* **Task to complete**: Only the lines from the one with "point(351, 104)" onward are wanted, through the last line of the entries, set down exactly.

* **Recorded information**:

※

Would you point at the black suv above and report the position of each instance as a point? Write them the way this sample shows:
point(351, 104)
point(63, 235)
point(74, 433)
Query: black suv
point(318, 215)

※

* **Finished exercise**:
point(351, 104)
point(63, 235)
point(74, 433)
Query: black suv
point(318, 215)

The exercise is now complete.